● What is needed
Convert every line of the rows below into a JSON list of strings, one string per line, omitting any blank lines.

● Records shown
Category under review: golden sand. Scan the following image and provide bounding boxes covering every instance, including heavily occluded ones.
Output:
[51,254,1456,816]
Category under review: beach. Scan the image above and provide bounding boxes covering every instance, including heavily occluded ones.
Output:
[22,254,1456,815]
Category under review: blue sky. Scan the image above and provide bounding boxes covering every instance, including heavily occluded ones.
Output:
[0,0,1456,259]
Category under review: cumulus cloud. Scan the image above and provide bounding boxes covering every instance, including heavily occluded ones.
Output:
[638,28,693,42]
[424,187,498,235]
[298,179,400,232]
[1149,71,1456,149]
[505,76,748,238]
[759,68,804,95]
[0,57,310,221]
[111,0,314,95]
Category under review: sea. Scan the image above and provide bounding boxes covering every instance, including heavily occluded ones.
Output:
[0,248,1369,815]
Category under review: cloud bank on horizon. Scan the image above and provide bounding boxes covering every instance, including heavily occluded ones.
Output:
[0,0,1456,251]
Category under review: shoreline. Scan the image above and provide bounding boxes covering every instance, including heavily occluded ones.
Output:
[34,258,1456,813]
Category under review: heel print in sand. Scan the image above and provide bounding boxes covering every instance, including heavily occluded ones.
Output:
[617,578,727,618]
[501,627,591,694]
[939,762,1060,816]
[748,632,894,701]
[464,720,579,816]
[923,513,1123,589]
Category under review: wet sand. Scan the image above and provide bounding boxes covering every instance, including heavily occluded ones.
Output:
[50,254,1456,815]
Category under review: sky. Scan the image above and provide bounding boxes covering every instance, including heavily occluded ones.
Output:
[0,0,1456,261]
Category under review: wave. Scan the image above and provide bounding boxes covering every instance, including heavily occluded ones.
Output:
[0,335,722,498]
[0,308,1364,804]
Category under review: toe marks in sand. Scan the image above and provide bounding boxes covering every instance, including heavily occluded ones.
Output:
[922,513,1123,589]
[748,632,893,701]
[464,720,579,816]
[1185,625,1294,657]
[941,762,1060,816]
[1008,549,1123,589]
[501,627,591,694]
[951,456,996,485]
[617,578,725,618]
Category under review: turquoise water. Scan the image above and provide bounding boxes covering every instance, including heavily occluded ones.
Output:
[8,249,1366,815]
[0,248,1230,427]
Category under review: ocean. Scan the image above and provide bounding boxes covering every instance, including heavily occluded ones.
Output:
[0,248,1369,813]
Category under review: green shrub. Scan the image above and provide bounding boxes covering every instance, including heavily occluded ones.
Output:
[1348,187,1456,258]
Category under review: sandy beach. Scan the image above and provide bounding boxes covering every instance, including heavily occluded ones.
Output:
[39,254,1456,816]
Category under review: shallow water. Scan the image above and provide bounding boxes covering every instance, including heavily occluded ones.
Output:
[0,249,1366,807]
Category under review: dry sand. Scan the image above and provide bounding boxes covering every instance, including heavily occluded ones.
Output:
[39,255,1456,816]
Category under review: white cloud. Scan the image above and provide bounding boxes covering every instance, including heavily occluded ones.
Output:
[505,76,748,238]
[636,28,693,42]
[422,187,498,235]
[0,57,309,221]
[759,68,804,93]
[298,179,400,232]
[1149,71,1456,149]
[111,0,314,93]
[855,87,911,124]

● In response
[
  "Category under review: golden sand. Scan the following image and provide bounding boxes covering every instance, including heavily occluded ones.",
  "Output:",
  "[51,254,1456,816]",
  "Category under review: beach. Scan the image above and provide bounding boxes covering every instance, including heavily occluded ones.",
  "Output:",
  "[22,254,1456,815]",
  "Category under review: blue sky. Scan the image above and provide bounding boxes covering every instance, including heavily occluded ones.",
  "Output:",
  "[0,0,1456,259]",
  "Category under review: cumulus cloud. Scan the image above and provide bounding boxes covering every instance, including heavily occluded ones.",
  "Output:",
  "[638,28,693,42]",
  "[424,187,498,235]",
  "[298,179,400,232]",
  "[1149,71,1456,149]",
  "[505,76,748,238]",
  "[759,68,804,95]",
  "[0,57,310,221]",
  "[111,0,314,95]",
  "Category under review: sea. Scan the image above and provide bounding boxes covering every instance, including heavily occluded ones.",
  "Output:",
  "[0,248,1369,815]",
  "Category under review: cloud bank on horizon. Scan the image above and provide bounding boxes covering every instance, including heavily occluded ones.",
  "Output:",
  "[0,0,1456,251]",
  "Category under review: shoreline. Scan the image above and provide bounding boxes covering every instance, including heavily occluded ones.",
  "Output:",
  "[34,258,1456,813]",
  "Category under review: heel print in sand. Scan the image above and provide bounding boxes covering every instance, including heavily occluded ones.",
  "Output:",
  "[617,578,727,618]",
  "[501,627,591,694]",
  "[939,762,1060,816]",
  "[748,632,894,701]",
  "[464,720,579,816]",
  "[923,513,1123,589]",
  "Category under review: wet sand. Scan the image above and provide bounding boxes covering every instance, including heavily occluded ones.",
  "Output:",
  "[50,254,1456,815]",
  "Category under review: sky. Scan the image above and provide bounding boxes covering every instance, including heavily occluded ones.",
  "Output:",
  "[0,0,1456,261]",
  "Category under review: wave. Scan the image above and provide bounding boxes covering every instance, including heavily occluded ones.",
  "Output:",
  "[0,335,722,498]",
  "[0,308,1364,804]",
  "Category under review: toe marks in sand. Scan the image above and provide bounding boxes covering every instance, including heavily occluded ones.",
  "Output:",
  "[922,513,1123,589]",
  "[748,632,893,701]",
  "[464,720,579,816]",
  "[1185,625,1294,657]",
  "[941,762,1060,816]",
  "[1008,549,1123,589]",
  "[501,627,591,694]",
  "[951,456,996,485]",
  "[617,578,725,618]",
  "Category under review: turquoise water. Scan the image above and provide bounding boxes covering every instance, including heavily occluded ones.",
  "Output:",
  "[8,249,1366,815]",
  "[0,248,1230,427]",
  "Category under review: ocean. Scan the image above and provide bounding boxes covering every instance, including heavily occluded ones.",
  "Output:",
  "[0,248,1369,813]",
  "Category under review: green shrub. Scan the image above and provide bounding boxes covering every instance, including heavily occluded ones.",
  "Output:",
  "[1348,187,1456,258]",
  "Category under review: sandy beach. Scan the image above and provide bounding boxes covering every instance, including heavily occluded ones.",
  "Output:",
  "[39,254,1456,816]",
  "Category under review: shallow water. Scan the image above and provide bounding boxes covering every instance, including heavily occluded ones.",
  "Output:",
  "[0,249,1366,807]",
  "Category under review: dry sand. Scan the image above and provide bounding boxes covering every instance, including heavily occluded ones.",
  "Output:",
  "[39,255,1456,816]",
  "Category under review: white cloud. Scan the image above and provide bounding boxes covering every instance, including heavily occluded ones.",
  "Output:",
  "[505,76,748,238]",
  "[636,28,693,42]",
  "[422,187,498,235]",
  "[0,57,309,221]",
  "[759,68,804,93]",
  "[298,179,400,232]",
  "[1149,71,1456,149]",
  "[111,0,314,93]",
  "[855,87,911,124]"
]